Fragmento del documento –

○ ○ ○

Las Navidades, las pasadas como otras anteriores, son muy dadas a la programación de teatro para niños, con títulos desconocidos unas veces, otras cocinados con urgencia para esos «bolos alimenticios» (expresión poco afortunada, aunque muy extendida, que habla del poco aprecio por el espectador del futuro) y con olvido de los títulos imperecederos de la tradición del cuento. Blancanieves, Caperucita roja, La Cenicienta… a muchos les parecen relatos llenos de polvo y no los consideran, sin embargo reúnen una serie de cualidades para plantear temas inesperados, insólitos e inéditos.

El perfil estilizado, concreto y sin sombras de cada personaje (maniqueo, ¡vale!), los contrastes a los que se someten, los peligros que acechan, la solución mágica de los mismos, los cambios radicales e inesperados, las sorpresas, la incitación a la fantasía, el nivel de expectativa, la tensión dramática sin caídas y un largo etcétera de cuestiones no dejan nunca de causar asombro, porque impactan con fuerza al lector o espectador, y mantienen la atención en continua vigilia. La plástica, el colorido, la sensibilidad de los relatos hacen el resto.

○ ○ ○

Descripción del ejercicio – Continúa el texto sobre el teatro infantil y los cuentos clásicos a partir de su última oración. El material que aparece a continuación no interviene en este ejercicio.

○ ○ ○

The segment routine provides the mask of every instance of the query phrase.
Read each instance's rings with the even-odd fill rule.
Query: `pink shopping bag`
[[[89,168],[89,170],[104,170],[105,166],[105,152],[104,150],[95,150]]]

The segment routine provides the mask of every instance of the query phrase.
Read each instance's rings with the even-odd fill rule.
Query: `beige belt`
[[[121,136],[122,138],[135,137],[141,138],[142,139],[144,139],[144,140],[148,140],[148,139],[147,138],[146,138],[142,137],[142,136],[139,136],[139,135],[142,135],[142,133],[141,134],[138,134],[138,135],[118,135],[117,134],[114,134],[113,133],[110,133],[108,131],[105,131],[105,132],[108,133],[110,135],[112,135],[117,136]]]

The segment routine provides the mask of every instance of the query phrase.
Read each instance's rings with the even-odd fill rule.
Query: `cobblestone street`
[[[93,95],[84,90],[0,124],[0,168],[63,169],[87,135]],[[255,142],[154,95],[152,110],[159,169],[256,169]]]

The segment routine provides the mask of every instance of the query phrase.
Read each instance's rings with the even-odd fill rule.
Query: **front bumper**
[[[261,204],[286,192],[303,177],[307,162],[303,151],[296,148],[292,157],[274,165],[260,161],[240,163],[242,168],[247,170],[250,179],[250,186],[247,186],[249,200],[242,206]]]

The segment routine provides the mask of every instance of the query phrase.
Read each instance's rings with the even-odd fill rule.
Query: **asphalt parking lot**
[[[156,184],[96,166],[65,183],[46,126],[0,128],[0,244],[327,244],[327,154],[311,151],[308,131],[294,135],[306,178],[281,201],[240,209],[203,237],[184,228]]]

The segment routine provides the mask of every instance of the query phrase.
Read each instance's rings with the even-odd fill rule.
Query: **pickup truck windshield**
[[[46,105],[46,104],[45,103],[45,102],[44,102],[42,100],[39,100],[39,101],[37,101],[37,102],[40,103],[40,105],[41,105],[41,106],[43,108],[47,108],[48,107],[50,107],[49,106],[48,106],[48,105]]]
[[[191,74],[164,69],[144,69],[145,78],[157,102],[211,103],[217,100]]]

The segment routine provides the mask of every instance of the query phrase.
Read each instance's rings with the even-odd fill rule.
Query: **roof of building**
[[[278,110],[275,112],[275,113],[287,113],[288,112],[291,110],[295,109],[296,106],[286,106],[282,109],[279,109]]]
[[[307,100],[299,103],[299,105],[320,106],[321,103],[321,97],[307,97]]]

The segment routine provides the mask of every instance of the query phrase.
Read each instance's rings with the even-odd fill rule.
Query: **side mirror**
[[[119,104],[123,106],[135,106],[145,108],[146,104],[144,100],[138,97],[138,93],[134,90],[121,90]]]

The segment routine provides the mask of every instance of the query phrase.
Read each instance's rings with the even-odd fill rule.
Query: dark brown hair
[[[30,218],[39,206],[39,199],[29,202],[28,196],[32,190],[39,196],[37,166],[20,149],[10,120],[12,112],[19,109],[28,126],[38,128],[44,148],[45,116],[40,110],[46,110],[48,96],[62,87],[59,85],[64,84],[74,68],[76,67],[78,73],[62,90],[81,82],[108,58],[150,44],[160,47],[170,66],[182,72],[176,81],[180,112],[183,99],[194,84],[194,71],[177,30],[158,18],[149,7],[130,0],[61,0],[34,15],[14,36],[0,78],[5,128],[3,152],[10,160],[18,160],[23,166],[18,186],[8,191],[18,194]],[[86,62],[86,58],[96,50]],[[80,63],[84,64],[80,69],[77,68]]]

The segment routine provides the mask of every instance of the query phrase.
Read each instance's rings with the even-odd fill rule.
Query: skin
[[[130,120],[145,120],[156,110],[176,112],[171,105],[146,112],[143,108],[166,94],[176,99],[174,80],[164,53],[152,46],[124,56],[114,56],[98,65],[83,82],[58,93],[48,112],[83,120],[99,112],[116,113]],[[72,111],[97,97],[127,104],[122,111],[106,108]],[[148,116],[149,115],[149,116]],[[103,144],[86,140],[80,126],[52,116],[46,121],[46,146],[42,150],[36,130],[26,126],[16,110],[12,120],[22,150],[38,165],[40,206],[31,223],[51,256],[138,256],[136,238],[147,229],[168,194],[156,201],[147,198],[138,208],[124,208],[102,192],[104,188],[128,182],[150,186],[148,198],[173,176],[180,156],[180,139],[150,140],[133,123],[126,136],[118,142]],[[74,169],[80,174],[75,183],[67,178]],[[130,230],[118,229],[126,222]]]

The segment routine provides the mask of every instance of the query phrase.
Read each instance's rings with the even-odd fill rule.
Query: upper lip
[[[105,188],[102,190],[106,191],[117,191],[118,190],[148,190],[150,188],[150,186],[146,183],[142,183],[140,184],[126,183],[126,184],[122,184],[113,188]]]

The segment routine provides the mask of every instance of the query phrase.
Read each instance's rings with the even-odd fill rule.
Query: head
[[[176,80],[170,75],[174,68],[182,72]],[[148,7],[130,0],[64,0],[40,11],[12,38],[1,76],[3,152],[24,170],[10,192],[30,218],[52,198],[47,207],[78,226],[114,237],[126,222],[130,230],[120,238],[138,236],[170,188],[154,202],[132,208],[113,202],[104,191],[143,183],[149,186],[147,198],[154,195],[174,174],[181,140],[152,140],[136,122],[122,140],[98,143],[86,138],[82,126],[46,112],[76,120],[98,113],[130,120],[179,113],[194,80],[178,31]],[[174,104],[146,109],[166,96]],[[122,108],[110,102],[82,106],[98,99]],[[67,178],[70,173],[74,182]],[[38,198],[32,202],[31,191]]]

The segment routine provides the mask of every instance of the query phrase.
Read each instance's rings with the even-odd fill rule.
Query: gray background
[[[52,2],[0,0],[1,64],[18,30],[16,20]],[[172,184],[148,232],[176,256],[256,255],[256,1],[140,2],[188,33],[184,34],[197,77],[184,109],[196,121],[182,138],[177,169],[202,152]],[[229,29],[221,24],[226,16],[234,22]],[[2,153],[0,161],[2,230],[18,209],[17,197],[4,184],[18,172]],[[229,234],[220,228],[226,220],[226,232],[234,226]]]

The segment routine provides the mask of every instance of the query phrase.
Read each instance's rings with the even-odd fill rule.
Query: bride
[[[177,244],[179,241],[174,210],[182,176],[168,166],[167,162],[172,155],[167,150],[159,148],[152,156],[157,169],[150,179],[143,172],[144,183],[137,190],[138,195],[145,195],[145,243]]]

○ ○ ○

Sección de respuestas –
Si el corpus de cuentos es amplio y de éxito ¿necesitamos inventar? La respuesta es afirmativa, pero conociendo a fondo los mecanismos de funcionamiento del cuento tradicional. ¿Son tan conocidos, los tradicionales, que deban desecharse? No, pero se requiere de una actuación sobre el texto fuente, para quitarles el polvo depositado por los años: adaptarlos o, mejor, intervenirlos, y adecuarlos a los espectadores de hoy. Se necesita dejar a un lado el prejuicio de que en la era digital resultan casposos o imposibles para moldear la conciencia ciudadana del niño.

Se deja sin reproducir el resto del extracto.